[begin THE DATA]

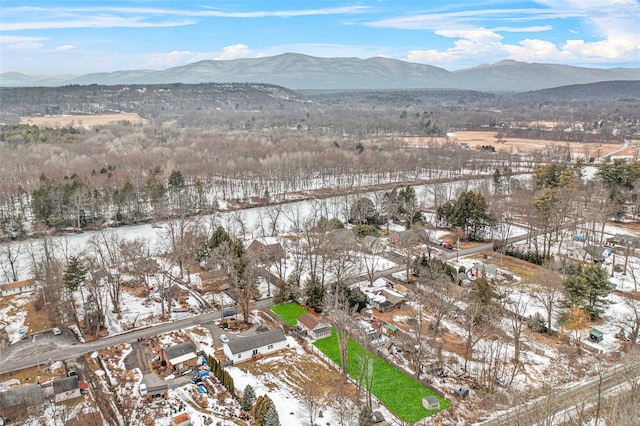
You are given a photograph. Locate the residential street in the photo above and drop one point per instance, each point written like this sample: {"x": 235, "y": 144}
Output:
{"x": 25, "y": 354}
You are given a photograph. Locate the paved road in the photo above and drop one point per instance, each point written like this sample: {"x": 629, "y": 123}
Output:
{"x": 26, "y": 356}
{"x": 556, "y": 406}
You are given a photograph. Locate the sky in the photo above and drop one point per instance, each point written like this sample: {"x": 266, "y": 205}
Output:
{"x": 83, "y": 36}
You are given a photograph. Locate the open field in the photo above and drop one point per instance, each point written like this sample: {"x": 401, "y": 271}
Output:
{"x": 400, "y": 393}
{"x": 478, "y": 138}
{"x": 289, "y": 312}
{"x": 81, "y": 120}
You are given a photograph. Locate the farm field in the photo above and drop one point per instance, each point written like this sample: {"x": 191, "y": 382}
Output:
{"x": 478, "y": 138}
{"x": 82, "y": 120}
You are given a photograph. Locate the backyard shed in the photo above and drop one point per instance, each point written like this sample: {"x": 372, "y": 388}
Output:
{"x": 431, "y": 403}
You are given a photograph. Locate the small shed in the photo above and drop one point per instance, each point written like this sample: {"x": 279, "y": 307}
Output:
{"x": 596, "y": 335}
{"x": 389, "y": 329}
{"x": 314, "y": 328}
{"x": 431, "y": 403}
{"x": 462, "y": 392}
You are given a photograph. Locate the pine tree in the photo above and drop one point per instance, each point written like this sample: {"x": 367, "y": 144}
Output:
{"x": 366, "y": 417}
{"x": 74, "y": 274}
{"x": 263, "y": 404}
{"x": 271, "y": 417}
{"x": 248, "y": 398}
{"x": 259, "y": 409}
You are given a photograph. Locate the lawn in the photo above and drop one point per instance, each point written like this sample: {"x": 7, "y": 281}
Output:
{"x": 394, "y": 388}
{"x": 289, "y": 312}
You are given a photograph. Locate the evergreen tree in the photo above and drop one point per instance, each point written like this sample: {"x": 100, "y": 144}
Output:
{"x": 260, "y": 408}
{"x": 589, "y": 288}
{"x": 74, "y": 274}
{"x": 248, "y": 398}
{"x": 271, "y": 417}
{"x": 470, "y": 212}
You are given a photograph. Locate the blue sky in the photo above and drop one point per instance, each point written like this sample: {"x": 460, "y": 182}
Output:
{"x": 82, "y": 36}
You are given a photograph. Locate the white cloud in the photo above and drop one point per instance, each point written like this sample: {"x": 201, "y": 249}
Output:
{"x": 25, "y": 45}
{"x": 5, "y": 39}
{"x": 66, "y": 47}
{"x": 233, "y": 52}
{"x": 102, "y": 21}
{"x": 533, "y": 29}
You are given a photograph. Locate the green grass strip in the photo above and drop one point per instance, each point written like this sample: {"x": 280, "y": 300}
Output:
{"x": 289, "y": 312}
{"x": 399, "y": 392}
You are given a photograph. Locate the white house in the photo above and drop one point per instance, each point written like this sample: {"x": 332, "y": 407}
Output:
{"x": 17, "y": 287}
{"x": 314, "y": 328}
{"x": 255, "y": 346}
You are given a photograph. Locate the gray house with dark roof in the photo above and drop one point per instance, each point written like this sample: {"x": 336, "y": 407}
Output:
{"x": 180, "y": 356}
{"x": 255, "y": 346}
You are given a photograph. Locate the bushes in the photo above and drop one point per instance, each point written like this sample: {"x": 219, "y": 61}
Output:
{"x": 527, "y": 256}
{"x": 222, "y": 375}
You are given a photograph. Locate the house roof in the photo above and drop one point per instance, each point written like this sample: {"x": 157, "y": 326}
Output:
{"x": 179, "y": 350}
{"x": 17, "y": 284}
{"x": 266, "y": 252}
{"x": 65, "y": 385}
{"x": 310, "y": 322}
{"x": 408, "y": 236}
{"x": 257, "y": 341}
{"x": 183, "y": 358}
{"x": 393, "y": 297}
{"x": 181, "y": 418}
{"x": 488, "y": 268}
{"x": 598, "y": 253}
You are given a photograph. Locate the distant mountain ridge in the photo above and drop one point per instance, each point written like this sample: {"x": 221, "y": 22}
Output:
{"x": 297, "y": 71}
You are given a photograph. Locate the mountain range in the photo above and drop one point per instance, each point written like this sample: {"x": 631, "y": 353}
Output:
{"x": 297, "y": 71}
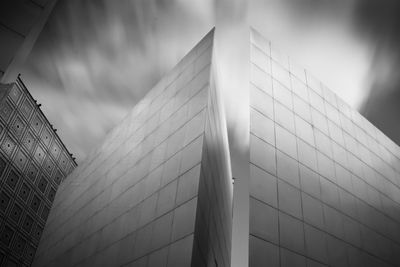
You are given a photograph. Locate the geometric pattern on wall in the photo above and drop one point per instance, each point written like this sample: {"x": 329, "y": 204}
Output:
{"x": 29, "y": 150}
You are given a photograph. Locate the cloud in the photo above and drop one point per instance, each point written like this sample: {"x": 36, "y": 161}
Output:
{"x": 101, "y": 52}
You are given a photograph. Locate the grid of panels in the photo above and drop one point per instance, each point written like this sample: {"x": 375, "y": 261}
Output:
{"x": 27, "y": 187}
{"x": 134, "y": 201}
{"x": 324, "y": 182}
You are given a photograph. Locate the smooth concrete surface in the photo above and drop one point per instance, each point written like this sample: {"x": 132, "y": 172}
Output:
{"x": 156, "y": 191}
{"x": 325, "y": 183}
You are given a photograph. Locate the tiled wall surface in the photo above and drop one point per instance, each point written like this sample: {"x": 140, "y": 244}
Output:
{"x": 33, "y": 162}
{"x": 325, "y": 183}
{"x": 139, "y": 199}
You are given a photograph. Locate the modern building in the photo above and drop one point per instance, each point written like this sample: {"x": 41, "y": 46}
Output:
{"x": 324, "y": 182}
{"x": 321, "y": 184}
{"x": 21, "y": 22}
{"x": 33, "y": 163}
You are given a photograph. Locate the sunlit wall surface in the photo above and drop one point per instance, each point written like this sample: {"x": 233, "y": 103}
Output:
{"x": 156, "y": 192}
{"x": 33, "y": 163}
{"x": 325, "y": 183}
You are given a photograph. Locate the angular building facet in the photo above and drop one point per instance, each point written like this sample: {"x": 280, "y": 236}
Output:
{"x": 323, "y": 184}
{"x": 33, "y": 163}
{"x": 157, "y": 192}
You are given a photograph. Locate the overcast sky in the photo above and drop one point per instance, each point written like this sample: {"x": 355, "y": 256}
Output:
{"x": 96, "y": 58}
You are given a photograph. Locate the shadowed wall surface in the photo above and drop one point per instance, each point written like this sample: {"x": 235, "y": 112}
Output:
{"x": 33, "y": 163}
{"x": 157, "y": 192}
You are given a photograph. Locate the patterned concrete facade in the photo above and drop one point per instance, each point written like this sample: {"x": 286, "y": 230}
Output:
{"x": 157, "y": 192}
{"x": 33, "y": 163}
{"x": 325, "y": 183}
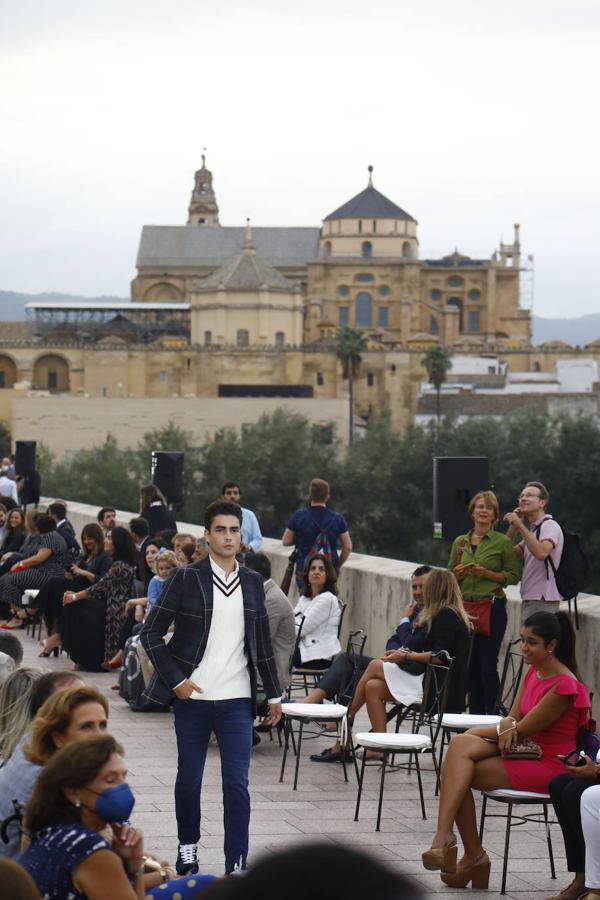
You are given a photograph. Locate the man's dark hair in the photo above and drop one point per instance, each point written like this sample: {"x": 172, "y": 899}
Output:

[end THE DATA]

PROBLEM DETAILS
Format all the rows above as a Markdown table with two columns, No. and Line, giving each line its own number and skipping blank lines. Leave the pictures out.

THE SOLUTION
| No. | Line |
|---|---|
| 1 | You are given a photograph. Locate the residential street in the photo above and drop one point per instance, each point written like this sample: {"x": 235, "y": 144} |
| 2 | Output: |
| 3 | {"x": 25, "y": 354} |
| 4 | You are given a photograph. Locate the paved road in the photo above and drop one point per instance, each point written like this sample: {"x": 629, "y": 123} |
| 5 | Output: |
| 6 | {"x": 26, "y": 356} |
| 7 | {"x": 556, "y": 406} |
| 8 | You are given a photograph. Locate the sky in the photo above and drop one point per instance, each point written like this sample: {"x": 266, "y": 205} |
| 9 | Output: |
| 10 | {"x": 83, "y": 36} |
| 11 | You are given a photograph. Locate the open field in the photo above and drop one point per instance, each point written like this sample: {"x": 401, "y": 271} |
| 12 | Output: |
| 13 | {"x": 400, "y": 393} |
| 14 | {"x": 478, "y": 138} |
| 15 | {"x": 289, "y": 312} |
| 16 | {"x": 81, "y": 120} |
| 17 | You are given a photograph. Locate the farm field in the photo above and drop one point per instance, each point written like this sample: {"x": 191, "y": 382} |
| 18 | Output: |
| 19 | {"x": 478, "y": 138} |
| 20 | {"x": 82, "y": 120} |
| 21 | You are given a photograph. Locate the backyard shed in the photo above and drop one point per instance, each point written like this sample: {"x": 372, "y": 388} |
| 22 | Output: |
| 23 | {"x": 431, "y": 403} |
| 24 | You are given a photograph. Locate the small shed in the photo above and drop one point per instance, each point written like this sample: {"x": 279, "y": 307} |
| 25 | Output: |
| 26 | {"x": 596, "y": 335} |
| 27 | {"x": 389, "y": 329} |
| 28 | {"x": 314, "y": 328} |
| 29 | {"x": 431, "y": 403} |
| 30 | {"x": 462, "y": 392} |
| 31 | You are given a photograph. Locate the pine tree in the photo above and drop one point per instance, each point written like this sample: {"x": 367, "y": 144} |
| 32 | Output: |
| 33 | {"x": 366, "y": 417} |
| 34 | {"x": 74, "y": 274} |
| 35 | {"x": 263, "y": 404} |
| 36 | {"x": 271, "y": 417} |
| 37 | {"x": 248, "y": 398} |
| 38 | {"x": 259, "y": 409} |
| 39 | You are given a photograph. Locate the lawn in the photo above and drop one point per instance, each point written like this sample: {"x": 7, "y": 281} |
| 40 | Output: |
| 41 | {"x": 394, "y": 388} |
| 42 | {"x": 289, "y": 312} |
| 43 | You are given a photograph. Locate the evergreen tree in the photo above and drop one point per instance, each point written like this sample: {"x": 100, "y": 144} |
| 44 | Output: |
| 45 | {"x": 260, "y": 408} |
| 46 | {"x": 589, "y": 288} |
| 47 | {"x": 74, "y": 274} |
| 48 | {"x": 248, "y": 398} |
| 49 | {"x": 271, "y": 417} |
| 50 | {"x": 470, "y": 212} |
| 51 | You are given a photograph. Locate the blue sky in the photo above and drop one point per instance, each point written like this sample: {"x": 460, "y": 182} |
| 52 | Output: |
| 53 | {"x": 82, "y": 36} |
| 54 | You are given a photograph. Locate the white cloud in the photo above and drop one point per instance, each point written like this sample: {"x": 201, "y": 249} |
| 55 | Output: |
| 56 | {"x": 25, "y": 45} |
| 57 | {"x": 5, "y": 39} |
| 58 | {"x": 66, "y": 47} |
| 59 | {"x": 233, "y": 52} |
| 60 | {"x": 102, "y": 21} |
| 61 | {"x": 533, "y": 29} |
| 62 | You are given a photograph. Locate the green grass strip in the photo above and drop one point per instance, each point written like this sample: {"x": 280, "y": 300} |
| 63 | Output: |
| 64 | {"x": 289, "y": 312} |
| 65 | {"x": 399, "y": 392} |
| 66 | You are given a photograph. Locate the white house in the photo above and drop one point per instance, each point written like this sample: {"x": 332, "y": 407} |
| 67 | Output: |
| 68 | {"x": 17, "y": 287} |
| 69 | {"x": 314, "y": 328} |
| 70 | {"x": 255, "y": 346} |
| 71 | You are given a photograph. Locate the gray house with dark roof in the photo above and drop one point per instance, each point written like this sample: {"x": 336, "y": 407} |
| 72 | Output: |
| 73 | {"x": 180, "y": 356} |
| 74 | {"x": 255, "y": 346} |
| 75 | You are given a photograph. Locate the bushes in the photo above and drop one point per instance, each point written like this sample: {"x": 219, "y": 61} |
| 76 | Output: |
| 77 | {"x": 527, "y": 256} |
| 78 | {"x": 222, "y": 375} |
| 79 | You are given a photograph. Locate the house roof in the photo above and drop one point per instance, each point written like this sample: {"x": 157, "y": 326} |
| 80 | Output: |
| 81 | {"x": 179, "y": 350} |
| 82 | {"x": 17, "y": 284} |
| 83 | {"x": 266, "y": 252} |
| 84 | {"x": 65, "y": 385} |
| 85 | {"x": 310, "y": 322} |
| 86 | {"x": 408, "y": 236} |
| 87 | {"x": 257, "y": 341} |
| 88 | {"x": 183, "y": 358} |
| 89 | {"x": 393, "y": 297} |
| 90 | {"x": 181, "y": 418} |
| 91 | {"x": 488, "y": 268} |
| 92 | {"x": 598, "y": 253} |
| 93 | You are given a photograph. Locate the distant mountain ridge in the photo above and drop one point per instance, each point written like this sample: {"x": 221, "y": 22} |
| 94 | Output: |
| 95 | {"x": 297, "y": 71} |
| 96 | You are given a photograph. Locate the mountain range in the photo above and drop one point per instance, each point written like this sample: {"x": 631, "y": 353} |
| 97 | Output: |
| 98 | {"x": 297, "y": 71} |
| 99 | You are given a photograph. Locate the geometric pattern on wall in the photo above and drop one point per instance, each point written like this sample: {"x": 329, "y": 204} |
| 100 | Output: |
| 101 | {"x": 29, "y": 150} |
| 102 | You are given a photograph. Locate the cloud in the photo above and drop one point per instance, each point written like this sample: {"x": 36, "y": 161} |
| 103 | Output: |
| 104 | {"x": 101, "y": 52} |
| 105 | You are given a photograph. Locate the grid of panels in the photo above and drop one point per instance, each point written like this sample: {"x": 375, "y": 261} |
| 106 | Output: |
| 107 | {"x": 27, "y": 187} |
| 108 | {"x": 134, "y": 201} |
| 109 | {"x": 324, "y": 182} |
| 110 | You are given a photograph. Locate the smooth concrete surface in the photo above and drop one point per instance, each point written like this sample: {"x": 132, "y": 172} |
| 111 | Output: |
| 112 | {"x": 156, "y": 191} |
| 113 | {"x": 325, "y": 183} |
| 114 | You are given a photograph. Locate the tiled wall surface in the photo above and drop one point per instance, each point written like this sample: {"x": 140, "y": 244} |
| 115 | Output: |
| 116 | {"x": 33, "y": 162} |
| 117 | {"x": 325, "y": 183} |
| 118 | {"x": 139, "y": 199} |
| 119 | You are given a photograph. Locate the modern building in the photo above and drop one point per instance, each point written like this sample: {"x": 41, "y": 46} |
| 120 | Output: |
| 121 | {"x": 324, "y": 182} |
| 122 | {"x": 321, "y": 184} |
| 123 | {"x": 21, "y": 22} |
| 124 | {"x": 33, "y": 163} |
| 125 | You are given a photograph. Locate the sunlit wall surface in the photo above and drop one point per instance, each point written like this sample: {"x": 233, "y": 103} |
| 126 | Output: |
| 127 | {"x": 156, "y": 192} |
| 128 | {"x": 33, "y": 163} |
| 129 | {"x": 325, "y": 183} |
| 130 | You are given a photograph. Locate the angular building facet in the photo above and drop one point per instance, each point written like this sample: {"x": 280, "y": 236} |
| 131 | Output: |
| 132 | {"x": 323, "y": 184} |
| 133 | {"x": 33, "y": 163} |
| 134 | {"x": 157, "y": 192} |
| 135 | You are given a photograph. Locate the overcast sky in the photo above and drop one point per instance, each point written like this sample: {"x": 355, "y": 256} |
| 136 | Output: |
| 137 | {"x": 96, "y": 58} |
| 138 | You are given a photograph. Locate the shadowed wall surface in the photo above and drop one point per instance, each point written like this sample: {"x": 235, "y": 112} |
| 139 | Output: |
| 140 | {"x": 33, "y": 163} |
| 141 | {"x": 157, "y": 192} |
| 142 | You are given a photograph. Locate the patterned concrete facade in the photo above and drop one point per instance, each point written like this sample: {"x": 286, "y": 230} |
| 143 | Output: |
| 144 | {"x": 157, "y": 192} |
| 145 | {"x": 33, "y": 163} |
| 146 | {"x": 325, "y": 183} |
| 147 | You are given a photograph. Locate the man's dark hair in the photo above and drop one point per instance, each point written like this sample: {"x": 172, "y": 899} |
| 148 | Output: |